**Your instructions**: Starting with the line that includes "Target: shaded ground", write out every remaining line of the records below exactly as it appears, leaving out any images.

**Data listing**:
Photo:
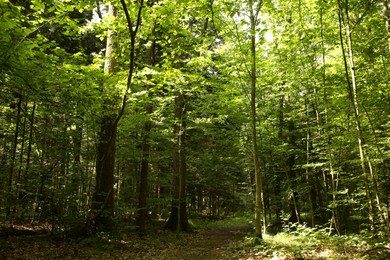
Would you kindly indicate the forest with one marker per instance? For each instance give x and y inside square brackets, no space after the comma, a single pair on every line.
[128,121]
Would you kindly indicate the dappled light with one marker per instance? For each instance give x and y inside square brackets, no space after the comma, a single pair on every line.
[183,129]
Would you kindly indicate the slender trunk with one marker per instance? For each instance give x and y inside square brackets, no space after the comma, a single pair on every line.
[259,204]
[386,13]
[143,192]
[307,173]
[103,197]
[353,95]
[10,194]
[178,219]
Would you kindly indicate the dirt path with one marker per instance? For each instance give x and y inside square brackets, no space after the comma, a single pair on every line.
[211,244]
[205,244]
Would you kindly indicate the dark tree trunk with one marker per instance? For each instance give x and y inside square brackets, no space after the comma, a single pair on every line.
[143,192]
[103,197]
[13,156]
[178,219]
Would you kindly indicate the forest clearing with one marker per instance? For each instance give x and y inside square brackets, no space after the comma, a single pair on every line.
[141,129]
[222,239]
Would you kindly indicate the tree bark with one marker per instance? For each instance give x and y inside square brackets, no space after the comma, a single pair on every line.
[259,203]
[386,13]
[178,220]
[143,188]
[103,199]
[353,95]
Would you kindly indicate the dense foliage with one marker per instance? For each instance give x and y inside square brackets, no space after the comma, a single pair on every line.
[191,80]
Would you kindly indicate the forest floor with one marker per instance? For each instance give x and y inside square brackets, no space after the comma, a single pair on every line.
[220,242]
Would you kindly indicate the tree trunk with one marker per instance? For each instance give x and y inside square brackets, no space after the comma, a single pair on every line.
[259,204]
[103,197]
[10,194]
[353,95]
[143,188]
[386,13]
[178,219]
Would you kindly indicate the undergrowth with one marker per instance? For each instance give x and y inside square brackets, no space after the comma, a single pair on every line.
[312,243]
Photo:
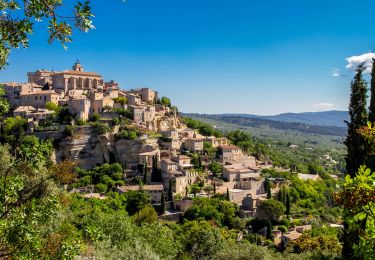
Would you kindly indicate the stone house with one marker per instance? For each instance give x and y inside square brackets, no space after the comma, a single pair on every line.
[81,106]
[193,145]
[153,190]
[39,99]
[217,141]
[230,153]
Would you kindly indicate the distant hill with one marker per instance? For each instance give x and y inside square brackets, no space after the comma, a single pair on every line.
[326,118]
[275,124]
[317,136]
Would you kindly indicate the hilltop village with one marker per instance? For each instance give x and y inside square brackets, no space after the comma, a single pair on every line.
[94,123]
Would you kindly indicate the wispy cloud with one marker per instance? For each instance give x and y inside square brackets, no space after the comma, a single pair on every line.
[354,61]
[324,106]
[336,72]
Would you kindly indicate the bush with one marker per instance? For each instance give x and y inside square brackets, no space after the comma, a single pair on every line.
[101,129]
[282,228]
[101,188]
[95,117]
[81,122]
[52,106]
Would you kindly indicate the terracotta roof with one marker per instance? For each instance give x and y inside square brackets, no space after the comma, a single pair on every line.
[229,147]
[83,73]
[40,92]
[169,161]
[151,187]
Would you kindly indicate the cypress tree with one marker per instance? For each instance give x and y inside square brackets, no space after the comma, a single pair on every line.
[145,174]
[356,150]
[356,146]
[162,203]
[269,194]
[269,230]
[170,191]
[371,115]
[287,204]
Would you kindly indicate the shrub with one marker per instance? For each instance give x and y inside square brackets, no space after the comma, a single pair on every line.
[282,228]
[100,188]
[95,117]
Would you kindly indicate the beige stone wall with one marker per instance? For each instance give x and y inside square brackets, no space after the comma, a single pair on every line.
[39,100]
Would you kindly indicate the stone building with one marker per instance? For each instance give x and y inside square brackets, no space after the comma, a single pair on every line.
[39,99]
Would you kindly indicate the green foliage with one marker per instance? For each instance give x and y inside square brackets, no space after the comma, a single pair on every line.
[52,106]
[216,168]
[120,100]
[272,209]
[12,130]
[241,139]
[200,239]
[16,27]
[127,134]
[95,117]
[146,215]
[358,198]
[307,242]
[101,128]
[220,211]
[104,177]
[165,101]
[136,201]
[204,129]
[4,104]
[34,151]
[354,142]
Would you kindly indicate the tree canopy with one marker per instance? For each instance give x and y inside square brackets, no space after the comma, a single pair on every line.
[17,21]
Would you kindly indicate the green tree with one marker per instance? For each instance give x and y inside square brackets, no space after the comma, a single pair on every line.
[358,198]
[215,168]
[356,150]
[17,26]
[136,200]
[145,174]
[170,190]
[52,106]
[371,115]
[271,209]
[200,239]
[35,151]
[4,104]
[162,203]
[355,143]
[165,101]
[28,207]
[146,215]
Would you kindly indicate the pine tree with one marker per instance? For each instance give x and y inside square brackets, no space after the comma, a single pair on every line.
[170,190]
[287,204]
[269,194]
[269,230]
[145,174]
[356,154]
[356,146]
[162,203]
[371,116]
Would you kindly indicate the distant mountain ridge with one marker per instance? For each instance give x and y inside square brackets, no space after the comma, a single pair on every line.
[326,118]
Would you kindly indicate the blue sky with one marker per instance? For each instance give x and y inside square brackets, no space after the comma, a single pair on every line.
[239,56]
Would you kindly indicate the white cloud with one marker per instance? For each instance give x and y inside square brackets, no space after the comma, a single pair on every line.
[354,61]
[324,106]
[335,72]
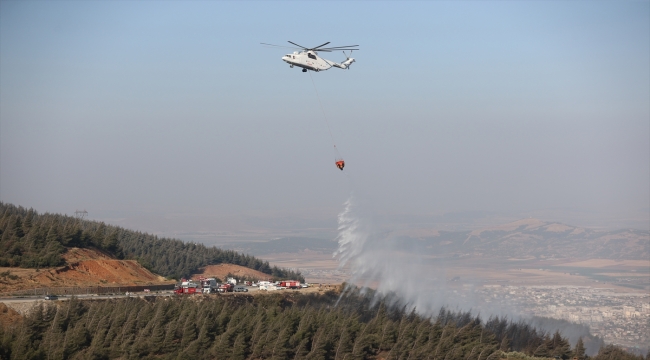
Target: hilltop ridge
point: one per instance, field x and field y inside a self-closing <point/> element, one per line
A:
<point x="32" y="240"/>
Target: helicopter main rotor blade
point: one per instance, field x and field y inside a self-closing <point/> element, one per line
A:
<point x="341" y="47"/>
<point x="298" y="45"/>
<point x="320" y="46"/>
<point x="286" y="47"/>
<point x="328" y="49"/>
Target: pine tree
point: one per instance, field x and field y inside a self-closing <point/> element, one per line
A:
<point x="579" y="351"/>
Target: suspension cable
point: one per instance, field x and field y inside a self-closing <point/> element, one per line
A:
<point x="324" y="115"/>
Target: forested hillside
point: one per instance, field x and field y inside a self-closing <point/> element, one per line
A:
<point x="279" y="326"/>
<point x="32" y="240"/>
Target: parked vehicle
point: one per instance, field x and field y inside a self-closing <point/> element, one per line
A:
<point x="240" y="288"/>
<point x="290" y="284"/>
<point x="209" y="285"/>
<point x="187" y="287"/>
<point x="226" y="288"/>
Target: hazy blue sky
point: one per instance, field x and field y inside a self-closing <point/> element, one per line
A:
<point x="174" y="107"/>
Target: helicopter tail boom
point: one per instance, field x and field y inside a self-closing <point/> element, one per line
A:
<point x="344" y="65"/>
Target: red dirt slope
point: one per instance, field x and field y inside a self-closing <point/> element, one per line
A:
<point x="85" y="267"/>
<point x="220" y="271"/>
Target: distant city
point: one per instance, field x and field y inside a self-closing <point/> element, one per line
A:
<point x="618" y="318"/>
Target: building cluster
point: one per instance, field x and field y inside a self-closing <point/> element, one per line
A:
<point x="618" y="318"/>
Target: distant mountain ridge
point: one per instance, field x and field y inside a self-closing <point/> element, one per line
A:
<point x="524" y="238"/>
<point x="533" y="237"/>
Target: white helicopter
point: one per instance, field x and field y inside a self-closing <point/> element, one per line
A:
<point x="308" y="58"/>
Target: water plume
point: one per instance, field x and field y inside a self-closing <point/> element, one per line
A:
<point x="395" y="269"/>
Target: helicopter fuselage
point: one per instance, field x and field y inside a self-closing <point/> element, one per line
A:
<point x="307" y="60"/>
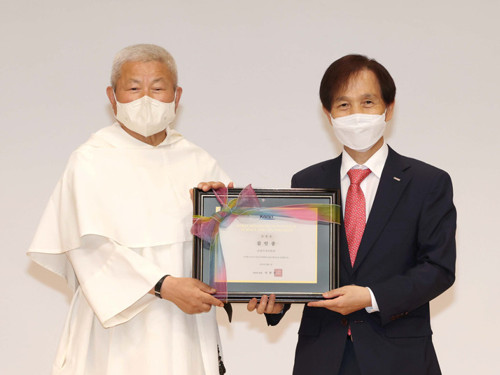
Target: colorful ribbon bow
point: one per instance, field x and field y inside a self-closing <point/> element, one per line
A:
<point x="247" y="203"/>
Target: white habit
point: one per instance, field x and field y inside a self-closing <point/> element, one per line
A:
<point x="118" y="220"/>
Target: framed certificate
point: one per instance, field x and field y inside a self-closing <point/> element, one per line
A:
<point x="294" y="258"/>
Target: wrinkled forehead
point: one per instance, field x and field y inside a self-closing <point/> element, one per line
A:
<point x="360" y="83"/>
<point x="146" y="71"/>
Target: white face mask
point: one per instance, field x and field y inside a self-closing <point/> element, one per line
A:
<point x="145" y="116"/>
<point x="359" y="131"/>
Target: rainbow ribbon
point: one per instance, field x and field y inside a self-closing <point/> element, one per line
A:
<point x="247" y="203"/>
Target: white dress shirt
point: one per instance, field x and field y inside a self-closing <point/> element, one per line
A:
<point x="369" y="187"/>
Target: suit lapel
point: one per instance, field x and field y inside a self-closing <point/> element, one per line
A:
<point x="334" y="181"/>
<point x="392" y="184"/>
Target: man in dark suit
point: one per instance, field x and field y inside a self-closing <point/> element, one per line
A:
<point x="397" y="241"/>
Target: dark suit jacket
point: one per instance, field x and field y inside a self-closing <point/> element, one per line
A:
<point x="407" y="258"/>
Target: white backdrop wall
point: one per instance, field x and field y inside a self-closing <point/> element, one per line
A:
<point x="250" y="73"/>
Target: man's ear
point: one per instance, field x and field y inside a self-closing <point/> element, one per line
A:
<point x="327" y="114"/>
<point x="111" y="96"/>
<point x="389" y="111"/>
<point x="178" y="94"/>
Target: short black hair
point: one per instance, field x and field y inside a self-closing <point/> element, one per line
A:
<point x="339" y="73"/>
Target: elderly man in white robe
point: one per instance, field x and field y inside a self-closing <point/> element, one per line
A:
<point x="117" y="228"/>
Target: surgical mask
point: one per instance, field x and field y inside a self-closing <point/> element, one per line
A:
<point x="145" y="116"/>
<point x="359" y="131"/>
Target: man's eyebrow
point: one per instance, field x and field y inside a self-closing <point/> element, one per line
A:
<point x="341" y="98"/>
<point x="364" y="96"/>
<point x="158" y="79"/>
<point x="133" y="80"/>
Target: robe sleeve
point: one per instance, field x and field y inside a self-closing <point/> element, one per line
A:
<point x="114" y="279"/>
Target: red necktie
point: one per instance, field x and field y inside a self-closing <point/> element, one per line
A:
<point x="355" y="211"/>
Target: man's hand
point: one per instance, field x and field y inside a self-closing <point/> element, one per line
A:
<point x="210" y="185"/>
<point x="266" y="305"/>
<point x="345" y="300"/>
<point x="191" y="295"/>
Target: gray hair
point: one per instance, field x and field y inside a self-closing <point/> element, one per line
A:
<point x="142" y="53"/>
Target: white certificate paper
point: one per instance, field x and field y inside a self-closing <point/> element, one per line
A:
<point x="268" y="249"/>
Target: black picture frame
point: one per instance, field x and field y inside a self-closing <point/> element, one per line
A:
<point x="206" y="204"/>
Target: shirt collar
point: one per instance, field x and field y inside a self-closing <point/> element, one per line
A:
<point x="115" y="136"/>
<point x="375" y="163"/>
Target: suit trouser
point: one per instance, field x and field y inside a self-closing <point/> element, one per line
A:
<point x="349" y="365"/>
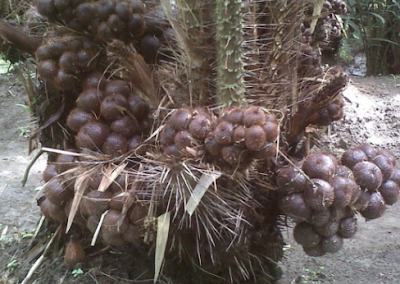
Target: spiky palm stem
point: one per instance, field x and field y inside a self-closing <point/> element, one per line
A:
<point x="229" y="40"/>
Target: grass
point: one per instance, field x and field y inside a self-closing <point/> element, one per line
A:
<point x="317" y="276"/>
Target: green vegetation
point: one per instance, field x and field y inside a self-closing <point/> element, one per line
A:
<point x="377" y="25"/>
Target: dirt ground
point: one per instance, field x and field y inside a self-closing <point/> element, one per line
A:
<point x="372" y="256"/>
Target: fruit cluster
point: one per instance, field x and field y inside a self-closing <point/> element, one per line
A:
<point x="239" y="133"/>
<point x="63" y="59"/>
<point x="185" y="128"/>
<point x="335" y="6"/>
<point x="109" y="117"/>
<point x="322" y="196"/>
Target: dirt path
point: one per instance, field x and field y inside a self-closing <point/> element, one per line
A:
<point x="370" y="257"/>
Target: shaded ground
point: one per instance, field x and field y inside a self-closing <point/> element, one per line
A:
<point x="370" y="257"/>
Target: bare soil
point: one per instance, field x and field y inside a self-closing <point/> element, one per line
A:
<point x="372" y="256"/>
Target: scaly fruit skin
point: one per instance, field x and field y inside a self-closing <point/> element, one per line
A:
<point x="327" y="206"/>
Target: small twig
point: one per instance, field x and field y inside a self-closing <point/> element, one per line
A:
<point x="26" y="174"/>
<point x="40" y="260"/>
<point x="96" y="233"/>
<point x="41" y="221"/>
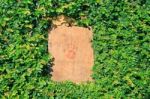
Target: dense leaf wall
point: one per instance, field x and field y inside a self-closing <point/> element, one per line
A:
<point x="121" y="47"/>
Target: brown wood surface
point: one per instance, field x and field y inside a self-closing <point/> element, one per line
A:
<point x="73" y="54"/>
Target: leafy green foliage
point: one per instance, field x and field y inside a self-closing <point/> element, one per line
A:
<point x="121" y="45"/>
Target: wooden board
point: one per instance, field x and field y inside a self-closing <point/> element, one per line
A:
<point x="73" y="54"/>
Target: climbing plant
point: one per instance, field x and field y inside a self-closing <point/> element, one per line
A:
<point x="121" y="43"/>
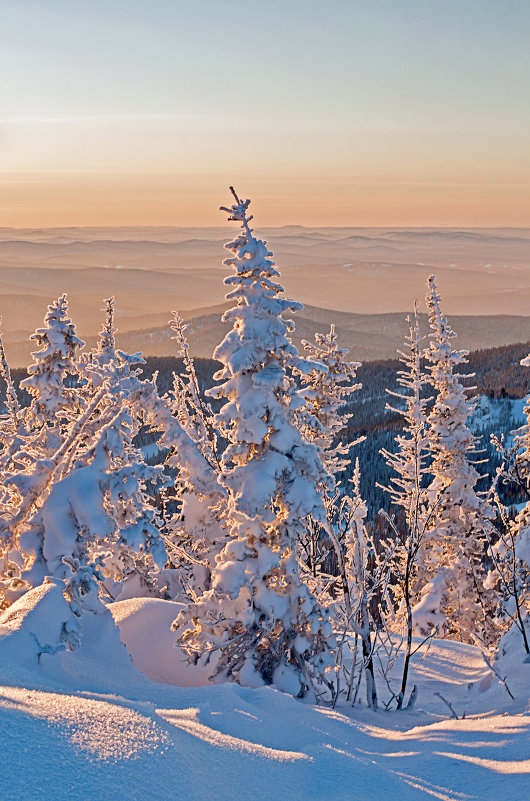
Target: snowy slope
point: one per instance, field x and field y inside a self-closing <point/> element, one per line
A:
<point x="88" y="724"/>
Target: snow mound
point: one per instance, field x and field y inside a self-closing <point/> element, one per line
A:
<point x="88" y="724"/>
<point x="145" y="630"/>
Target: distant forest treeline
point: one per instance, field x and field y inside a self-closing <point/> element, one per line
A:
<point x="498" y="376"/>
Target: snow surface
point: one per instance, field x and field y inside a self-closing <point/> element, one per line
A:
<point x="89" y="724"/>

**Result of this task**:
Target: shaded ground
point: one per instance, field x and field y inside a self-closing <point/> element, one per line
A:
<point x="370" y="257"/>
Target: bare soil
point: one per instance, field x and field y inside a self-closing <point/> element, one per line
A:
<point x="372" y="256"/>
Target: scaly fruit skin
point: one per instance, field x and field y inside a self-closing <point/> element, one per line
A:
<point x="327" y="206"/>
Target: small twig
point: one per instance, field x and field y inside a self-closing <point/> element, one per line
A:
<point x="26" y="174"/>
<point x="40" y="260"/>
<point x="96" y="233"/>
<point x="41" y="221"/>
Target: dense leaf wall
point: one per instance, field x and field y inside a self-closing <point/> element, one per line
A:
<point x="121" y="47"/>
Target: brown wood surface
point: one per instance, field x and field y inside a self-closing <point/> element, one per line
A:
<point x="73" y="54"/>
Target: leafy green foliage
point: one per instance, field x and field y inside a self-closing <point/> element, one per line
A:
<point x="121" y="45"/>
Target: wooden board
point: one per instance, field x and field y inside a self-closing <point/> element, one per line
A:
<point x="73" y="54"/>
Target: climbing plant
point: one per instance, field x and field y inside a self-closing <point/> element, one per line
A:
<point x="121" y="43"/>
Target: snowy slope
point: one per instance, field x and field y inside a self-closing <point/> element, one per line
A:
<point x="88" y="724"/>
Target: snow mound
point: one per instance, field x and field y inside a self-closing <point/> element, one per line
A:
<point x="88" y="724"/>
<point x="145" y="630"/>
Target: distant forest treeline
point: one per instance, field x and field y inside a self-closing <point/> element, one per line
A:
<point x="498" y="376"/>
Target: snow surface
point: one per instance, field x and field y inside a self-closing <point/> element, one per line
A:
<point x="89" y="724"/>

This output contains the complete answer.